Selected passage:
☆ ☆ ☆ ☆

Well Summer had her 4 month check up today. Last Tuesday I weighed her on the bathroom scale and she was 15 1/2 pounds, and in fact she was today at the hospital! I also measured her with a tape at home and figured she was 26 inches and she was! I am glad to know my measurements are the same as the hospital. Her weight and height are well above average, and her head circumference is also right on with all her other measurements. She is also not too fat, her chunky thighs are normal.
I had to fill out a 4 months evaluation, and Summer seems to be doing exactly what she should. She could be rolling more, but I wonder if she isn't because we don't put her down enough. She has rolled from back to front, but rarely, so maybe I will work with her some more and let her lay on her own longer.
The doctor also said she needs to move to her crib soon and get out of the co-sleeper. I really don't even want to think about her going into her own room, upstairs, all alone. We have the baby monitor, and it works great, it has the monitor, but I love having her sleep at the end of our bed. I guess it has to be done, but I do not have to like it!
I asked about food and the doctor said to wait as long as I could, and agreed it was better to wait until 6 months because of the allergies and weight issues. I am glad the doctor agreed because it is hard to wait, I can't wait to give Summer food.
I also asked about shots, and all the concern over autism, and the doctor said there is no proof about vaccines being linked to autism, and even said there was something that recently happened in the courts that proved there wasn't, so I felt better about getting her shots, until she got them...
I really tried not to cry, I told myself I could do it, shots are necessary and do not really hurt, but as soon as I heard my baby cry (I had my face up to hers telling her to please not cry) I started crying myself. The three shots were so quick, but I couldn't see if they were done to know when I could comfort her because my eyes were blurry. She really calmed down quickly, and I stopped crying right after. Poor baby, that kills me.
Next appointment is in two months, hopefully I will be recovered by then.

☆ ☆ ☆ ☆

Entries contained in a dataset
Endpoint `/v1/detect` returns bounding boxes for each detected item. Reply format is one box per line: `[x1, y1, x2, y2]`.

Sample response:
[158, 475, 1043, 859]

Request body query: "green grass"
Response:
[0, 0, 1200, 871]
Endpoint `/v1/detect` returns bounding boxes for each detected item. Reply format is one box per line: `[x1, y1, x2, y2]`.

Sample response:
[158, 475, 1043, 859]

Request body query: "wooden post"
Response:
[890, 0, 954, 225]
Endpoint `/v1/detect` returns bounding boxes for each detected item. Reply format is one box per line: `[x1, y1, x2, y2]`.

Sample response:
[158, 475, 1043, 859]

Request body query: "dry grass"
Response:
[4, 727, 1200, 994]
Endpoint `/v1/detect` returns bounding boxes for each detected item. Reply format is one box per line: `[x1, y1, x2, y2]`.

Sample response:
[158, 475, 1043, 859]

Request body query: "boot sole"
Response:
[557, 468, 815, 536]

☆ ☆ ☆ ☆

Activities:
a) In the post about the four-month checkup, until what age did the doctor agree it was better to wait before giving food?
b) Copy word for word the part of the checkup post that begins at the words "I had to fill" and stops after "to like it!".
The entries are not used in any task.

List of solutions:
a) Six months, because of the allergies and weight issues.

b)
I had to fill out a 4 months evaluation, and Summer seems to be doing exactly what she should. She could be rolling more, but I wonder if she isn't because we don't put her down enough. She has rolled from back to front, but rarely, so maybe I will work with her some more and let her lay on her own longer.
The doctor also said she needs to move to her crib soon and get out of the co-sleeper. I really don't even want to think about her going into her own room, upstairs, all alone. We have the baby monitor, and it works great, it has the monitor, but I love having her sleep at the end of our bed. I guess it has to be done, but I do not have to like it!